** Opening Text passage block **

Carol recently retired from local government where she served as the Human Services Administrator, responsible for writing grants, overseeing staffing and projects as well as fostering community collaborations to benefit local residents. She currently serves as the Board President for Restoration Housing in Roanoke. She is a past board member of the United Way Emergency Food and Shelter Board, the Community Impact Committee, the Governors Coordinating Council on Homelessness, Virginia Coalition to End Homelessness and the Southern Virginia Child Advocacy Center. She received her undergraduate degree in Social Work from Ferrum College and her graduate degree from Hollins University with a focus on leadership development.
Thomas Walk “Esq”
Thomas Walk is an attorney in private practice in Tazewell, Virginia with 40 years of experience in the general practice of law. He is a former member of the Governing Board of the Virginia Office for Protection and Advocacy. He was Board Chair of his local Center for Independent Living for several terms. It was his privilege to serve the Commonwealth for over 15 years on a part-time basis as a Special Education Due Process Hearing Officer and Special Justice for civil commitment hearings. He is a member of the International Academy of Collaborative Professionals. His educational background includes a B.S. from Virginia Tech and a J.D. from Wake Forest University; and he is certified as a Family Financial Specialist mediator by the State of North Carolina. He has a physical disability.
Tyler Williamson “Esq”
Bio coming soon
Tina Stelling (PAIMI Council Chair)
Tina Stelling is a mental health advocate and consumer of mental health services. She holds a Bachelor of Arts degree in English Literature from The College of William and Mary. She formerly served as Chair on Western State Hospital’s Local Human Rights Committee and was the Vice President of her local NAMI affiliate, NAMI Central Shenandoah Valley VA. She is a regular speaker at Crisis Intervention Team training for law enforcement and other first responders. Before getting involved in mental health advocacy, Tina lived overseas as a traveling writer and English teacher. She is the proud mother of a 17 pound mutt, Bernadette.

** Closing Text passage block **
** Opening Dataset records block **

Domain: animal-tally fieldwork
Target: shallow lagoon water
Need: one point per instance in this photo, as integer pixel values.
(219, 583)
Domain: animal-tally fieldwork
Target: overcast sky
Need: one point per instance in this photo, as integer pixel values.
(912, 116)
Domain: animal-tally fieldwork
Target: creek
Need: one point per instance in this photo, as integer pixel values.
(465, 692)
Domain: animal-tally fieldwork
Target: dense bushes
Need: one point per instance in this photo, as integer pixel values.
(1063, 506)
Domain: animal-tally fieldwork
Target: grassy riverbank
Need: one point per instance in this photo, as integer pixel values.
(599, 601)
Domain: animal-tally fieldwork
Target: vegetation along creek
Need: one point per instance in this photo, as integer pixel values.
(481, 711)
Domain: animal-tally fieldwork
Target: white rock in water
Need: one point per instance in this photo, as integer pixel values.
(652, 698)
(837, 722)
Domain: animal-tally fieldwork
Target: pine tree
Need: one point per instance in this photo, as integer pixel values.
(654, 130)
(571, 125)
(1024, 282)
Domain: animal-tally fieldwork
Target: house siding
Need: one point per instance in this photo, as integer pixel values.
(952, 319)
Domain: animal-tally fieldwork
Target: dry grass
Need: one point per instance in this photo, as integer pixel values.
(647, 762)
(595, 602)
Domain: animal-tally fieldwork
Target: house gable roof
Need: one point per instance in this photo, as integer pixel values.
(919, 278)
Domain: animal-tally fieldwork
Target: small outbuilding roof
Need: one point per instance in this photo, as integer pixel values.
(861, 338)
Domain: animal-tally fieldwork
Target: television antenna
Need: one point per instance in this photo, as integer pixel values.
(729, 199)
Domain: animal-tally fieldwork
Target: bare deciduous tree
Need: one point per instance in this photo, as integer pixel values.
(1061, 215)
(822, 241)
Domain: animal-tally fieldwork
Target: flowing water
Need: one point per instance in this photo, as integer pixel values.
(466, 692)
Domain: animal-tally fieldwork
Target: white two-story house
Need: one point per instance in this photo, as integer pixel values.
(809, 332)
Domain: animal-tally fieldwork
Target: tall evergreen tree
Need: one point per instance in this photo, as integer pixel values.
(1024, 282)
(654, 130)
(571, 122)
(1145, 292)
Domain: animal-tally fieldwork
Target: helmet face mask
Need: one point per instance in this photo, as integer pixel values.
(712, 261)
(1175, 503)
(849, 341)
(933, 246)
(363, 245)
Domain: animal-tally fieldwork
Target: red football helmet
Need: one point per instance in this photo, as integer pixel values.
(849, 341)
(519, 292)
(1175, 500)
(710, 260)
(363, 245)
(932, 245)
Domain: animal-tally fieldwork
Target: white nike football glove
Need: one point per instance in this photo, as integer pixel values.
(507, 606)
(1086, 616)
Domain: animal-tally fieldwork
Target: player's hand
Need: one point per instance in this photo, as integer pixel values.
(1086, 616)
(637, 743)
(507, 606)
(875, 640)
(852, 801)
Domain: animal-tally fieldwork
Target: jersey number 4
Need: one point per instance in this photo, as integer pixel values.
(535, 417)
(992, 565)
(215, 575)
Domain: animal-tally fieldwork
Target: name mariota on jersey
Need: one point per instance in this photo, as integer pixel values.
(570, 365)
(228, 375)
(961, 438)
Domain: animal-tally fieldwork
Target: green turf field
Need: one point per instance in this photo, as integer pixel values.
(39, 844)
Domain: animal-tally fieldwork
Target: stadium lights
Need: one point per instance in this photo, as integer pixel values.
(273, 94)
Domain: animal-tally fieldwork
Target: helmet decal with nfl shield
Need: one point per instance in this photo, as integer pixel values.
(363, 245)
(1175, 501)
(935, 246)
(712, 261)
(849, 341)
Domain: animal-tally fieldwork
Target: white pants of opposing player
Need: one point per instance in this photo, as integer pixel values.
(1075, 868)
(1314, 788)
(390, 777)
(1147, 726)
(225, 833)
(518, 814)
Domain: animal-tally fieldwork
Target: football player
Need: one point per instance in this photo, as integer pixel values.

** Closing Dataset records block **

What you need to do:
Based on the board biographies, say whether each statement agrees with the text (yes or no), and quote the words that decide it. 1. Thomas Walk earned his law degree at Wake Forest University. 2. Tina Stelling received her English Literature degree from Hollins University. 3. Carol is now Board President for Restoration Housing. The records come from a different source than the text.

Solution for this task:
1. Yes: "a J.D. from Wake Forest University"
2. No: "She holds a Bachelor of Arts degree in English Literature from The College of William and Mary."
3. Yes: "She currently serves as the Board President for Restoration Housing in Roanoke."